### EXERCISE
Number the lines in the records as a list, starting with the line that contains "Could you please mark the brown" and going on through the last line of the records. Leave out any blank lines.

***** DATASET

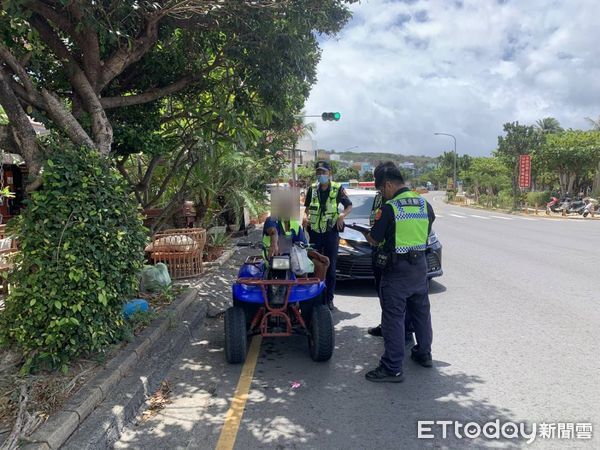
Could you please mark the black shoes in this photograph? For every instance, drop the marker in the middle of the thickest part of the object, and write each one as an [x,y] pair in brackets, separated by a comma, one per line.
[381,375]
[423,360]
[375,331]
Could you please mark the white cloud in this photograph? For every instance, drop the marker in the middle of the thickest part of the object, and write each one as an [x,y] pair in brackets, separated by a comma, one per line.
[402,70]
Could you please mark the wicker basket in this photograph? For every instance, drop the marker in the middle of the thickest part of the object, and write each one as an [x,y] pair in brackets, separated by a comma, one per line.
[180,249]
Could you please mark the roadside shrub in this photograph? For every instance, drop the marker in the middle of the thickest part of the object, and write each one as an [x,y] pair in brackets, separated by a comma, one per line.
[488,200]
[538,198]
[81,243]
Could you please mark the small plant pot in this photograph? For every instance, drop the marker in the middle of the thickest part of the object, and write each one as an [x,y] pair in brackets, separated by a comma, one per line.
[213,253]
[217,230]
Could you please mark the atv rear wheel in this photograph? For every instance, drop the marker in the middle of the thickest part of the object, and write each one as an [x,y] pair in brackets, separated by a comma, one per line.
[321,338]
[236,337]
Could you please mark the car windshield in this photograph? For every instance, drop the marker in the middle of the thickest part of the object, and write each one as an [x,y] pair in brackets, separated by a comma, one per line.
[361,205]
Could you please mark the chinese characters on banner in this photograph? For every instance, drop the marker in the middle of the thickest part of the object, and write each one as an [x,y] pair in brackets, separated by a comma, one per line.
[525,171]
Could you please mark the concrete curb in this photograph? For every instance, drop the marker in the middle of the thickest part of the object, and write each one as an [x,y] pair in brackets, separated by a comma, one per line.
[226,256]
[57,429]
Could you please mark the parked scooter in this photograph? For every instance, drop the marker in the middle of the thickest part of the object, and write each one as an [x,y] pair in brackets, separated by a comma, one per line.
[553,205]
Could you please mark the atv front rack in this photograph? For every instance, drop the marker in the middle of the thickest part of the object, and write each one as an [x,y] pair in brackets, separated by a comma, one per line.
[268,311]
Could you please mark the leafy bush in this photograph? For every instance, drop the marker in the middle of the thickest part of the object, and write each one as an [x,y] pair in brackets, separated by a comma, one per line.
[505,199]
[487,200]
[81,243]
[538,198]
[218,239]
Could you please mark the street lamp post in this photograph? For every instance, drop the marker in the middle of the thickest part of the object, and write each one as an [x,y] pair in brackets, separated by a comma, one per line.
[453,137]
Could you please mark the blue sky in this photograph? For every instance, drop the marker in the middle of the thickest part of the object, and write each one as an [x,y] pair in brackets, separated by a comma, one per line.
[402,70]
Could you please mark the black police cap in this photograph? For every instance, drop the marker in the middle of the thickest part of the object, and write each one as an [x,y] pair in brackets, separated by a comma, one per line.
[323,165]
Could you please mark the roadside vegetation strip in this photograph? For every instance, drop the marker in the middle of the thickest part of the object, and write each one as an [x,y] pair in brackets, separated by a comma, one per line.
[238,402]
[57,429]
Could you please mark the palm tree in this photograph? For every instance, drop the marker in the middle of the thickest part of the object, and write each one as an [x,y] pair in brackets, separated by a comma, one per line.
[594,123]
[548,125]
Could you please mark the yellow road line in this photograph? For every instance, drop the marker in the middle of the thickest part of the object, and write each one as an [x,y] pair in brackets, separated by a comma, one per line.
[238,403]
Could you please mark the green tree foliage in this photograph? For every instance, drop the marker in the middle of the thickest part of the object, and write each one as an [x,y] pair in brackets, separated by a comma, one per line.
[548,125]
[486,176]
[95,66]
[594,123]
[573,156]
[367,176]
[81,245]
[518,140]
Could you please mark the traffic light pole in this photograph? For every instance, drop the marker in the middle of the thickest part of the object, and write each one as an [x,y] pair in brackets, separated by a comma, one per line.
[454,171]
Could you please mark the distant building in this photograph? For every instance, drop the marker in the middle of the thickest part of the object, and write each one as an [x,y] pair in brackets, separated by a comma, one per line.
[362,167]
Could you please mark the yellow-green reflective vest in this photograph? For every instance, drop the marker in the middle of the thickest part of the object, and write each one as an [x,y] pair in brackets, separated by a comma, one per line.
[412,222]
[294,227]
[377,202]
[323,219]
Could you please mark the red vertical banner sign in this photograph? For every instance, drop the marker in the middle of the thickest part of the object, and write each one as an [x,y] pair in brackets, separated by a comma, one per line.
[525,171]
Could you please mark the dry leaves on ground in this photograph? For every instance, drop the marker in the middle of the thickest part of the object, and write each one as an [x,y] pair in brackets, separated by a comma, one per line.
[158,401]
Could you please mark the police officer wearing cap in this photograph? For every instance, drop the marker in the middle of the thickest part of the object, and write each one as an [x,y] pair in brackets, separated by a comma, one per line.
[400,236]
[374,217]
[324,221]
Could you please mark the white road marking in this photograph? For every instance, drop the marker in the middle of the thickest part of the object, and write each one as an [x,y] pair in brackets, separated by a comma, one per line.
[526,218]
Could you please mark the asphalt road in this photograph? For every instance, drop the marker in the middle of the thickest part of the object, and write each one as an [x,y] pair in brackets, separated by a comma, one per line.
[516,327]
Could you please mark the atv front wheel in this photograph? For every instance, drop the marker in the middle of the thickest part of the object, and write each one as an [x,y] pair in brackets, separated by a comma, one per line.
[321,338]
[236,337]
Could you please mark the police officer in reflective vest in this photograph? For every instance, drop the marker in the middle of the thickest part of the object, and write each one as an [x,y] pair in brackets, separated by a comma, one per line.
[279,236]
[324,221]
[403,229]
[374,217]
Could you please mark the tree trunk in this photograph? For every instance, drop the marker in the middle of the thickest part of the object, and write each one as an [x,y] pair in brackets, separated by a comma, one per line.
[21,129]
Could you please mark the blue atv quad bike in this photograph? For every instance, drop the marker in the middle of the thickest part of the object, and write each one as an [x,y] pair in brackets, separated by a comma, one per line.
[271,301]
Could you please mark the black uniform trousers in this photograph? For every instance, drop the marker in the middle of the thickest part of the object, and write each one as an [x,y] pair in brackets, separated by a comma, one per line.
[327,244]
[404,286]
[408,327]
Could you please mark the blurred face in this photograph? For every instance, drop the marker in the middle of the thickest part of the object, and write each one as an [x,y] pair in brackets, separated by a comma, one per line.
[387,190]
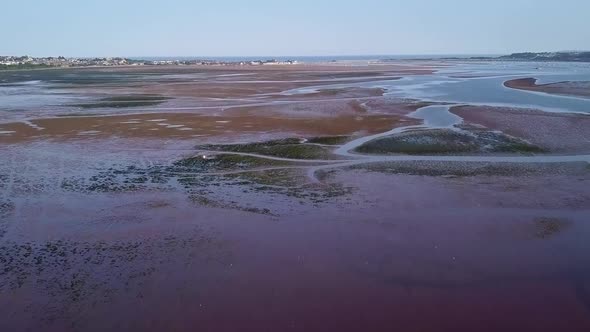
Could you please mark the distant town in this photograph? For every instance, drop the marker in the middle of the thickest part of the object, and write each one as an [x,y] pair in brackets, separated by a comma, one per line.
[28,62]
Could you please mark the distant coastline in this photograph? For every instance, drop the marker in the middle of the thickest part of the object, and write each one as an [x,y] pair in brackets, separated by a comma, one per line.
[28,62]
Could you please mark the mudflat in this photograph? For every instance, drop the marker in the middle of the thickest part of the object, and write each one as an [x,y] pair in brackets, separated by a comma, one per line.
[303,198]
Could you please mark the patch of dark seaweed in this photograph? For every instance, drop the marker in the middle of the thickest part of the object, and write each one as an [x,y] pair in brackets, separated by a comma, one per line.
[548,227]
[117,104]
[81,273]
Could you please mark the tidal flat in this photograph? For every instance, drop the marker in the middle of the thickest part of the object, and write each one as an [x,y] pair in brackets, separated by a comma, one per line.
[310,197]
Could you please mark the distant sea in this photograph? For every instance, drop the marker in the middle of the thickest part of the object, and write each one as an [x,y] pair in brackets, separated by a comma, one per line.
[311,59]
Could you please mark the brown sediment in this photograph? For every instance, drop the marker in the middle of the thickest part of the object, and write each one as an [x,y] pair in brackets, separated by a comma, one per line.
[556,132]
[123,222]
[188,126]
[569,88]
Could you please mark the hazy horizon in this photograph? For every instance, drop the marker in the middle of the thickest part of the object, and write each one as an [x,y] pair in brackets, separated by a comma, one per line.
[182,28]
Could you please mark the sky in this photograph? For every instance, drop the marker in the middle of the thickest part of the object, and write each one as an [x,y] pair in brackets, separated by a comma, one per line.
[296,27]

**********

### REPLY TO THE EXERCISE
1. Could you please mark the brown sediment in this photograph? For every instance, drop the marker in the middle of the thickest part of the object, and write each one as an [x,y] pair in brackets, separated by a comma, one per line.
2. [556,132]
3. [123,222]
4. [188,126]
5. [569,88]
6. Could you please mark the hazy horizon in this photograph? For every instance, drop the marker in the middle of the thickest part of the object, and write each one as an [x,y] pair in brackets, separated by a comma, one per line.
7. [182,28]
8. Could you please mark the sky in this photograph? For every instance, drop the marker in the middle of the thickest part of the object, and write each one as an [x,y] pair in brackets, separated by a comma, one per line.
9. [296,27]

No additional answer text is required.